Japan still in recession, but economy shrank at lower rate

Japan's economy has shrunk at an annual rate of 2.2 percent, better than the early estimations due to the hit of coronavirus pandemic and the ongoing trade conflict between US and China, country's most important trading partners.

FILE PHOTO: Employees wearing protective face masks and face guards work on the automobile assembly line as the maker ramps up car production with new security and health measures as a step to resume full operations, during the outbreak of the coronavirus disease (Covid-19), at the Kawasaki factory of Mitsubishi Fuso Truck and Bus Corp., in Kawasaki, south of Tokyo, Japan May 18, 2020.
Reuters

FILE PHOTO: Employees wearing protective face masks and face guards work on the automobile assembly line as the maker ramps up car production with new security and health measures as a step to resume full operations, during the outbreak of the coronavirus disease (Covid-19), at the Kawasaki factory of Mitsubishi Fuso Truck and Bus Corp., in Kawasaki, south of Tokyo, Japan May 18, 2020.

Japan’s economy is still in recession but contracted at a smaller rate than initially estimated for the first quarter, according to government data released Monday.

The difference was large because private-sector demand had not dropped as much as previously estimated.

The Cabinet Office said the economy shrank at an annual rate of 2.2 percent in January-March, better than the 3.4 percent contraction given earlier.

The annual rate is the projected number if the same level of growth or contraction in that quarter lasted for a whole year. The on-quarter drop was 0.6 percent for the real gross domestic product, or GDP, the total value of a nation’s goods and services.

Uncertainty remains, and the numbers may remain dismal for the April-June period.

——————————

▶ _Problems to solve_:
**A.** Reproduce verbatim the stretch of the article on Japan's recession from "Japan’s economy is" through "the April-June period.".
**B.** Extend the news article about Japan's shrinking economy, picking up right after its final sentence.

——————————

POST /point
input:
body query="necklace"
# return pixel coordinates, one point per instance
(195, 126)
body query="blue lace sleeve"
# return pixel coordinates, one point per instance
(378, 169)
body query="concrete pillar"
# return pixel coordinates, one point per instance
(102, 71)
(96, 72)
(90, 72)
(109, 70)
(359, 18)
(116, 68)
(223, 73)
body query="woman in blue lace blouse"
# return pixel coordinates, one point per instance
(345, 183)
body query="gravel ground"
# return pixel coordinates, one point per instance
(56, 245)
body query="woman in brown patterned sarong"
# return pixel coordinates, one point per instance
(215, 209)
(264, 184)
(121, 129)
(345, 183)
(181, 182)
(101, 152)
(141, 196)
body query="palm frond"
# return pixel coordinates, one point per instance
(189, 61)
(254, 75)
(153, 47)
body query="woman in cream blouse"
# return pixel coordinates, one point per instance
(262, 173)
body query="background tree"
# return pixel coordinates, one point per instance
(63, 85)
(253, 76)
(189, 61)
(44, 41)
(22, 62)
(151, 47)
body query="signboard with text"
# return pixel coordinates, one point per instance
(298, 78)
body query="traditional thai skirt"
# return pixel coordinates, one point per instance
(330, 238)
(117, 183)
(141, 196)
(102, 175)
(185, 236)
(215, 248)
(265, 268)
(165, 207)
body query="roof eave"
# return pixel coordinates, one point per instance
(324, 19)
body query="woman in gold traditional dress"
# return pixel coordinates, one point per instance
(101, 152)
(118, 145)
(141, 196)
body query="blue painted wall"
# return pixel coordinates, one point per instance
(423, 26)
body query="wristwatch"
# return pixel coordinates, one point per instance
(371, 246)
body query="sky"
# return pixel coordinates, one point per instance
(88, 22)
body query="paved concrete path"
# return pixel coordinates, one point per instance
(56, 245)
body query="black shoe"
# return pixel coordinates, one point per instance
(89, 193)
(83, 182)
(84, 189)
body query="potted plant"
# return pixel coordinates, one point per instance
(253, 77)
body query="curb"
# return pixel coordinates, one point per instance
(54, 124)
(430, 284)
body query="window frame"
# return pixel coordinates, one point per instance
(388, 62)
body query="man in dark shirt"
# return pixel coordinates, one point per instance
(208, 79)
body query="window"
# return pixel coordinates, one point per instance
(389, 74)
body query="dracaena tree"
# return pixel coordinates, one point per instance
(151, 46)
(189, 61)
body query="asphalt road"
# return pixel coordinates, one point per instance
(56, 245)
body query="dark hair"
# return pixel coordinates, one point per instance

——————————

▶ _Answers_:
**A.**
Japan’s economy is still in recession but contracted at a smaller rate than initially estimated for the first quarter, according to government data released Monday.

The difference was large because private-sector demand had not dropped as much as previously estimated.

The Cabinet Office said the economy shrank at an annual rate of 2.2 percent in January-March, better than the 3.4 percent contraction given earlier.

The annual rate is the projected number if the same level of growth or contraction in that quarter lasted for a whole year. The on-quarter drop was 0.6 percent for the real gross domestic product, or GDP, the total value of a nation’s goods and services.

Uncertainty remains, and the numbers may remain dismal for the April-June period.

**B.**
Yoshimasa Maruyama, the chief market economist for SMBC Nikko Securities, said the upward revision in the latest quarter GDP was not surprising, and, given the reopening of economies worldwide from shutdowns over the outbreak, a recovery was likely, helped by pent-up demand.

“The Japanese economy will rebound very quickly, but after that, it will again falter and stall,” he said, as other problems won’t disappear even if the fallout from Covid-19 can be brought under control.

Japan’s economy was already stagnant in recent years, a plight that worsened over trade conflict between the US and China, its most important trading partners. The coronavirus pandemic hit on top of all that.

Export-dependent Japan’s economy had contracted at an annual rate of 7.2 percent in the October-December period, according to the latest estimates.

Growth was flat in the quarter before that through September.

The government of Prime Minister Shinzo Abe has resorted to public spending, including recent measures to curb the fallout from the pandemic, to help businesses and consumer spending.

Japan’s unemployment rate has been rising slightly and was at 2.6 percent in April. But joblessness has not shot up here, as it has in the US or other nations where layoffs are more common. Japan also has long had a labour shortage problem.